WHAT TO WORK ON:
[1] From the essay excerpt on Canadian poetry, write out the passage starting at "The role of" and ending at "instance, Robert Kroetsch’s.".
[2] Answer these questions using the essay excerpt on Canadian poetry.
(a) Which poet represents "resolute participation"?
(b) In which anthology was some of Alan Davies's first work published?
(c) Whose body of work is given as an instance where "absence" is ontologized and centered?

Further in the essay, I consider three kinds of responses to this
predicament of Canadian culture: resolute intransigence (Deanna Ferguson),
resolute participation (Lisa Robertson), the resolute itself -- squared (Alan
Davies). (Alan Davies is never considered in this
inter-border context, but, originally from Canada, some of his first work is
published in the anthology Now We Are Six
[Coach House, 1976].)
Perhaps, then, the absence of NYS in Canada
is due to an absence of a NYS metalanguage?
The role of absence is a traditional motif of Canadian literary cultural
history. In its more interesting variants, "absence" is paradoxically
ontologized and centred in
an author's body of work -- for instance, Robert Kroetsch’s.
But absence has never been discussed as a term in relation to poetic lineage,
the back-and-forth of influence across the southern border (let alone in
relation to KSW's and TRG's
'erasing-something [i.e. NYS]-that-is-in-fact-absent').
But the absence of NYS in Canadian poetry is to me precisely how "Canada" differs from the "US,"

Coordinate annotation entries

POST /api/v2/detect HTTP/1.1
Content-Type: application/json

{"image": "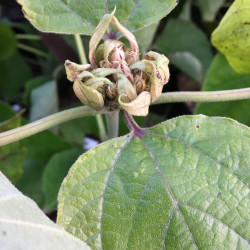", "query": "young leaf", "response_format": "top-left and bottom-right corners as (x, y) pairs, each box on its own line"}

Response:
(212, 0), (250, 74)
(17, 0), (178, 35)
(58, 116), (250, 250)
(0, 172), (90, 250)
(195, 54), (250, 126)
(156, 19), (212, 83)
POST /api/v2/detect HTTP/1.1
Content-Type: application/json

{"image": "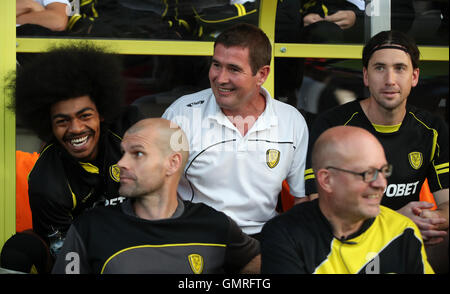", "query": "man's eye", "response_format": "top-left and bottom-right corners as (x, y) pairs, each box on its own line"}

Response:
(81, 113), (92, 119)
(55, 119), (67, 125)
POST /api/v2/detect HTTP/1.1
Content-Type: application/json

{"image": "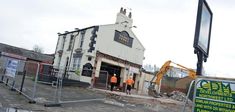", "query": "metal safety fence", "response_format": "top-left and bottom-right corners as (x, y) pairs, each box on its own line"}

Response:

RESPONSES TO THE TASKS:
[1]
The role of absence is a traditional motif of Canadian literary cultural
history. In its more interesting variants, "absence" is paradoxically
ontologized and centred in
an author's body of work -- for instance, Robert Kroetsch’s.

[2]
(a) Lisa Robertson
(b) Now We Are Six (Coach House, 1976)
(c) Robert Kroetsch's